■ **Activity**:
Start at the line holding "in: indicate the human hand, one point each.". Write out that line and each one after it to the end of the data, unchanged.

■ **Data provided**:

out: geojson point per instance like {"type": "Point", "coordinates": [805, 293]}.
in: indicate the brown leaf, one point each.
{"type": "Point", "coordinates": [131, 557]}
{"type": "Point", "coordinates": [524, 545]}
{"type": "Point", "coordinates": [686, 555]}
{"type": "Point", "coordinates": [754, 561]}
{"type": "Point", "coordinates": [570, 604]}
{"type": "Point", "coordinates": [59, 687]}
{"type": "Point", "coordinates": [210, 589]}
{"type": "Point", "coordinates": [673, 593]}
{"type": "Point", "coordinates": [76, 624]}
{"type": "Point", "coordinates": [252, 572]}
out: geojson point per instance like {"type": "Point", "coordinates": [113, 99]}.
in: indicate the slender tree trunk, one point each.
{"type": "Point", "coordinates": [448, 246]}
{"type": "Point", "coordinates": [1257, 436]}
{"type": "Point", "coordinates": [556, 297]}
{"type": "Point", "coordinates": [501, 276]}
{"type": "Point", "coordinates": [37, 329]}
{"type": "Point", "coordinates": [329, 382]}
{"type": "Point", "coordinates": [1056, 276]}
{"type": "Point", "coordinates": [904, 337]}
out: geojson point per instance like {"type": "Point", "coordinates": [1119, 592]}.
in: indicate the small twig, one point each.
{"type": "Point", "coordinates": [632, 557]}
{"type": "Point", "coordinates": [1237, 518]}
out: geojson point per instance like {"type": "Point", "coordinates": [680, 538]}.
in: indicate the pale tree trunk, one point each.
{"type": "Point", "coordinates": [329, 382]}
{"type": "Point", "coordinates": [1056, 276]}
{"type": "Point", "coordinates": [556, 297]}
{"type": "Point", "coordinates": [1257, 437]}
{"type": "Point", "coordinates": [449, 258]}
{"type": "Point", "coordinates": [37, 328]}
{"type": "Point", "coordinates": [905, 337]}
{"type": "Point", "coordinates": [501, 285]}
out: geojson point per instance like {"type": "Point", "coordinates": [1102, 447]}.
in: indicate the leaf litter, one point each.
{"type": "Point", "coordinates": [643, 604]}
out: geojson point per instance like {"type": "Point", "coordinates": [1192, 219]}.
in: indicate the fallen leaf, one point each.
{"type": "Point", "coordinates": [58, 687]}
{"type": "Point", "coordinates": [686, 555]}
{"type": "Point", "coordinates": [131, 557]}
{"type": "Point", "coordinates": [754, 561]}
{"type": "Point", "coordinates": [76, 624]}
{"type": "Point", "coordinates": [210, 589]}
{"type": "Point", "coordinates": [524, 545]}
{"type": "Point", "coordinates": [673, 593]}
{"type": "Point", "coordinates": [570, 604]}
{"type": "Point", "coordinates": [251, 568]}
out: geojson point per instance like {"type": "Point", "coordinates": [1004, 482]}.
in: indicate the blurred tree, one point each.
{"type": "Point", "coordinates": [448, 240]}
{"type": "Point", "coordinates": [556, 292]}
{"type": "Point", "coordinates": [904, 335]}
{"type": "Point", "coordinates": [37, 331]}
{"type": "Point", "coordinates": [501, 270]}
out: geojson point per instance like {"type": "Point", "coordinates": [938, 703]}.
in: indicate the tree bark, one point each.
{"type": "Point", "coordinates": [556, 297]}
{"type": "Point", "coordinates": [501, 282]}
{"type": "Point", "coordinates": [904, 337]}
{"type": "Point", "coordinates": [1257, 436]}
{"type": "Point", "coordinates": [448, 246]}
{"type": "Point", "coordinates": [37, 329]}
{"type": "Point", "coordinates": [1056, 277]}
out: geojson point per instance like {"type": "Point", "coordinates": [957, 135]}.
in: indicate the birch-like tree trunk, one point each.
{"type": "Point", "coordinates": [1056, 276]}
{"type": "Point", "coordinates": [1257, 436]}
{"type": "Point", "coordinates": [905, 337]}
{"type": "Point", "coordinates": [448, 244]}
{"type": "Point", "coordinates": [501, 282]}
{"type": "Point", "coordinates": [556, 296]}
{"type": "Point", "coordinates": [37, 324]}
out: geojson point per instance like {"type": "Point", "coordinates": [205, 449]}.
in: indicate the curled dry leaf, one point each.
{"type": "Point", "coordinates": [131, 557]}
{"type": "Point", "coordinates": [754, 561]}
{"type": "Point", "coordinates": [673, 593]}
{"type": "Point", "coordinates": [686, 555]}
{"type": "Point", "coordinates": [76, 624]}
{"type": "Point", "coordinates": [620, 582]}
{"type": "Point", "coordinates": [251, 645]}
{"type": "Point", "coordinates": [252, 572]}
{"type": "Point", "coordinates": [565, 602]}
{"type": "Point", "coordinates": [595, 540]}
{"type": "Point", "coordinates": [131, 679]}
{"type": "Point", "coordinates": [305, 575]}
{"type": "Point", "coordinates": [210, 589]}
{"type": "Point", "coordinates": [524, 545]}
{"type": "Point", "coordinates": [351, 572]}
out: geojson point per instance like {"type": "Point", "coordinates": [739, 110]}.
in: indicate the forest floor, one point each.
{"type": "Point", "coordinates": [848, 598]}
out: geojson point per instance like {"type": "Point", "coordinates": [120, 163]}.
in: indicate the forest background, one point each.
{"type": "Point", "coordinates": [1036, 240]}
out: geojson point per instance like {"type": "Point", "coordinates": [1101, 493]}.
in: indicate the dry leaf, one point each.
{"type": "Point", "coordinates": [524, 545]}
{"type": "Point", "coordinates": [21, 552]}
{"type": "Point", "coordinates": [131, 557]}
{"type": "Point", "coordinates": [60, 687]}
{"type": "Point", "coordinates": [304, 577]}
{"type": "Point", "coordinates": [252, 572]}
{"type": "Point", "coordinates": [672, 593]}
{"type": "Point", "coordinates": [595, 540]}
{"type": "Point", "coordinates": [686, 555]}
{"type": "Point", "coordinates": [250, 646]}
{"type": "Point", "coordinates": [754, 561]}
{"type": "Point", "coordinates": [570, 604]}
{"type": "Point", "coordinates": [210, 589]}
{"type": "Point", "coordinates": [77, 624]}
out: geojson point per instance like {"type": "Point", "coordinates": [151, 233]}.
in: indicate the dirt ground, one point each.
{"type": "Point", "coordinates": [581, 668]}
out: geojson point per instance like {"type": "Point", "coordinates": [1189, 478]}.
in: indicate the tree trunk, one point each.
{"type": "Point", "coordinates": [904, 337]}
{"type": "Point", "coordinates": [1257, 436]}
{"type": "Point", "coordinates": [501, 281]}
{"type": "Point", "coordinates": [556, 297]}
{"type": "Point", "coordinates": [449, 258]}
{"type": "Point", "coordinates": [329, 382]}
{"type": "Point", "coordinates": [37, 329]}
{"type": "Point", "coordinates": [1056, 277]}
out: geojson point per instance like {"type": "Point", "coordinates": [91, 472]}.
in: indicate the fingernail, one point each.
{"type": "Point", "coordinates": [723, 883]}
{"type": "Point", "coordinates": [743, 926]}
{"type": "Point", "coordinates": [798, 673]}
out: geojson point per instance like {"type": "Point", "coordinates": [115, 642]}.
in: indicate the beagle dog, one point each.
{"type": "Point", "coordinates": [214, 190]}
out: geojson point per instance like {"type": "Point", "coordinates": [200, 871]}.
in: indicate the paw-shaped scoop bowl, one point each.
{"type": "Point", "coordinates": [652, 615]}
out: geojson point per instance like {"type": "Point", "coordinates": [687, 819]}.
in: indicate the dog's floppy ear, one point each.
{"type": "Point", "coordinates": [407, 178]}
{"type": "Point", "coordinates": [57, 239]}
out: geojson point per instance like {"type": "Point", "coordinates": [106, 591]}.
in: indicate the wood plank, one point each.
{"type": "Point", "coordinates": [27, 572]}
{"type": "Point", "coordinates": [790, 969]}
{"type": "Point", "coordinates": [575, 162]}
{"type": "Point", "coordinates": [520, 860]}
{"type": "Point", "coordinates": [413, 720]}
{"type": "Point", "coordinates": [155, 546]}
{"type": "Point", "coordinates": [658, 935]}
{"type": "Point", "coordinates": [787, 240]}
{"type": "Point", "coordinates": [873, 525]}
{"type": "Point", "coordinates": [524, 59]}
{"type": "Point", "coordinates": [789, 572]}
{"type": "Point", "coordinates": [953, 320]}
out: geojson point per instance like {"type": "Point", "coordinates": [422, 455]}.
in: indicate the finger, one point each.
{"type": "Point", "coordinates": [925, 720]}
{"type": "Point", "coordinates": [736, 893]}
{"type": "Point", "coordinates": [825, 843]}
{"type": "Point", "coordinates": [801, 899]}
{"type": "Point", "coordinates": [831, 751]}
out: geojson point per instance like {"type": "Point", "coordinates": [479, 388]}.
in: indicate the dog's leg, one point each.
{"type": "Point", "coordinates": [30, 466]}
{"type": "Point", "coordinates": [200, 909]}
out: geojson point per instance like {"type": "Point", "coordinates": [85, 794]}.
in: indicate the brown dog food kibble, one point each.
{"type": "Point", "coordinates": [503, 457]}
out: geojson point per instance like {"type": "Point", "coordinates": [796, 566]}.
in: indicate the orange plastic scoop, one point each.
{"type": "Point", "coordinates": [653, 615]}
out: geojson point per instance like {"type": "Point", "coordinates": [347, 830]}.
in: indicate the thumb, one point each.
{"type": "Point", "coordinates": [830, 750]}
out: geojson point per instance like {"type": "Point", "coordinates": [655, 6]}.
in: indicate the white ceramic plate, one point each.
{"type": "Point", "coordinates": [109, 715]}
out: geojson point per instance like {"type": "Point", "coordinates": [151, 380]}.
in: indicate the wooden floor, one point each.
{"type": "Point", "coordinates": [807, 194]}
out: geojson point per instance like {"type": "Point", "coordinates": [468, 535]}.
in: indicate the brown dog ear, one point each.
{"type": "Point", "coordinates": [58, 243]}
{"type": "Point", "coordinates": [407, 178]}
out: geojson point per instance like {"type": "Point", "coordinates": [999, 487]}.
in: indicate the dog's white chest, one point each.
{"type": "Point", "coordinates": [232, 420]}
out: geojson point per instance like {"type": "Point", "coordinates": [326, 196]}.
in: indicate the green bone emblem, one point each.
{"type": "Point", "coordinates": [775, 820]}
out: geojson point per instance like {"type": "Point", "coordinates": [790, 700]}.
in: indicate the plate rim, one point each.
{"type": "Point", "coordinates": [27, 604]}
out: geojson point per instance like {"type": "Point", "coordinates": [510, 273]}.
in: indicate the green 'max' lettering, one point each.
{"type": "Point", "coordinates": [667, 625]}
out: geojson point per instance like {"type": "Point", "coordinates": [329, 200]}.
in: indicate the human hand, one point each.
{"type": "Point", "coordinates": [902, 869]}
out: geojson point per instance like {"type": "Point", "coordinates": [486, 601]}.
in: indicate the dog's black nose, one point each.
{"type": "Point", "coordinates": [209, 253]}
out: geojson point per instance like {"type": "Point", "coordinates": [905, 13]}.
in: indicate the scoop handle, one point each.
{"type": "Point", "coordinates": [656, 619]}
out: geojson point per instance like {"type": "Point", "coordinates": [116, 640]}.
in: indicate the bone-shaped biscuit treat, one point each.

■ **Output of the task**:
in: indicate the human hand, one point each.
{"type": "Point", "coordinates": [902, 869]}
out: geojson point per instance like {"type": "Point", "coordinates": [486, 601]}.
in: indicate the dog's black nose, one point each.
{"type": "Point", "coordinates": [209, 253]}
out: geojson point per instance like {"type": "Point", "coordinates": [905, 13]}.
in: indicate the scoop handle, one point each.
{"type": "Point", "coordinates": [656, 619]}
out: geojson point per instance like {"type": "Point", "coordinates": [116, 640]}.
in: indicate the bone-shaped biscuit treat, one point each.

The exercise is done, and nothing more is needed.